● **Problem to solve**
Exclude the pictures, then repeat the remaining data exactly.

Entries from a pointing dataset

○ ○ ○ ○ ○

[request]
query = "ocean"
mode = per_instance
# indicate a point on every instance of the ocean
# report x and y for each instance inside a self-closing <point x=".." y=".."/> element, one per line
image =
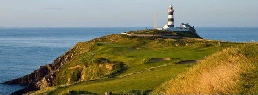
<point x="23" y="50"/>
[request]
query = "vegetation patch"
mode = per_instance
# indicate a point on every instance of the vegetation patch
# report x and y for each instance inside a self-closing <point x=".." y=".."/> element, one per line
<point x="230" y="71"/>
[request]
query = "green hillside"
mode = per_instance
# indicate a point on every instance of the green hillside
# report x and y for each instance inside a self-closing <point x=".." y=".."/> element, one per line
<point x="231" y="71"/>
<point x="124" y="64"/>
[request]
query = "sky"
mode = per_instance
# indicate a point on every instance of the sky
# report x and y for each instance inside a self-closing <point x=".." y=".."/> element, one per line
<point x="127" y="13"/>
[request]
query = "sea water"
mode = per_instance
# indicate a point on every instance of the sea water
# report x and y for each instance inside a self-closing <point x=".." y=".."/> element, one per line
<point x="23" y="50"/>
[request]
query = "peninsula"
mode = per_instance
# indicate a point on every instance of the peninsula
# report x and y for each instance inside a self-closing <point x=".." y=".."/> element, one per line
<point x="168" y="60"/>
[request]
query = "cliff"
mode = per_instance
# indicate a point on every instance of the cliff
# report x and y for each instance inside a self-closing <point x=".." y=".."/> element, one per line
<point x="49" y="75"/>
<point x="117" y="58"/>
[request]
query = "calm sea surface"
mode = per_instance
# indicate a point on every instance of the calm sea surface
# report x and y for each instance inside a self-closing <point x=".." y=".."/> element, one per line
<point x="23" y="50"/>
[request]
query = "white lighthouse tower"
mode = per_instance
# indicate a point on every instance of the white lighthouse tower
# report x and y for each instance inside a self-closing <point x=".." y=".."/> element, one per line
<point x="170" y="16"/>
<point x="170" y="23"/>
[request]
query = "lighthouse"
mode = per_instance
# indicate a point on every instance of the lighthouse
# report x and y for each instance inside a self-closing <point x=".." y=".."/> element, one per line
<point x="170" y="24"/>
<point x="170" y="16"/>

○ ○ ○ ○ ○

● **Task output**
[request]
query = "ocean"
mode = per_instance
# indicate a point on every instance of the ocean
# report x and y for each instance inside a self-closing <point x=".." y=".."/> element, one per line
image =
<point x="23" y="50"/>
[request]
query = "vegetation patch"
mode = per_instance
# indicate a point on every instance of the vegetation patch
# report x and y for each instance inside a self-closing <point x=".." y=".."/> element, one per line
<point x="230" y="71"/>
[request]
query = "green hillside"
mode = per_instance
# indicate a point on every instance of the green hillside
# report x and y for each instance inside a self-closing <point x=".." y=".."/> element, one per line
<point x="231" y="71"/>
<point x="124" y="64"/>
[request]
query = "sky"
mode = per_instance
# indicate a point on every instance of the sky
# report x and y for each instance inside a self-closing <point x=".." y=".."/> element, one per line
<point x="127" y="13"/>
[request]
query = "sea water"
mode = per_instance
# indicate a point on every instance of the sea water
# report x and y for each instance inside a self-closing <point x=".." y=".."/> element, one per line
<point x="23" y="50"/>
[request]
query = "peninsula"
mode = per_instance
# indicate a point on every instance of the peninsula
# report x and y for each instance inside a self-closing <point x=".." y=".."/> element, one per line
<point x="168" y="60"/>
[request]
query = "cliff"
mode = per_instance
# indicate a point on every instance of the cliff
# report x and y for each instance inside a self-closing <point x=".." y=".."/> element, one per line
<point x="49" y="75"/>
<point x="117" y="58"/>
[request]
query = "calm sea surface"
mode = per_instance
# indicate a point on every instance of the calm sea surface
# report x and y for each instance inside a self-closing <point x=".." y=".."/> element, one per line
<point x="23" y="50"/>
[request]
query = "white lighthouse tower"
mode = per_instance
# indicate a point on every instance of the white lighthouse tower
# report x and y for each instance inside a self-closing <point x=".." y=".."/> element, one per line
<point x="170" y="16"/>
<point x="170" y="23"/>
[request]
query = "lighthouse"
mode = per_instance
# indicate a point on every instance of the lighthouse
# report x and y for each instance inside a self-closing <point x=".." y=".."/> element, one per line
<point x="170" y="24"/>
<point x="170" y="16"/>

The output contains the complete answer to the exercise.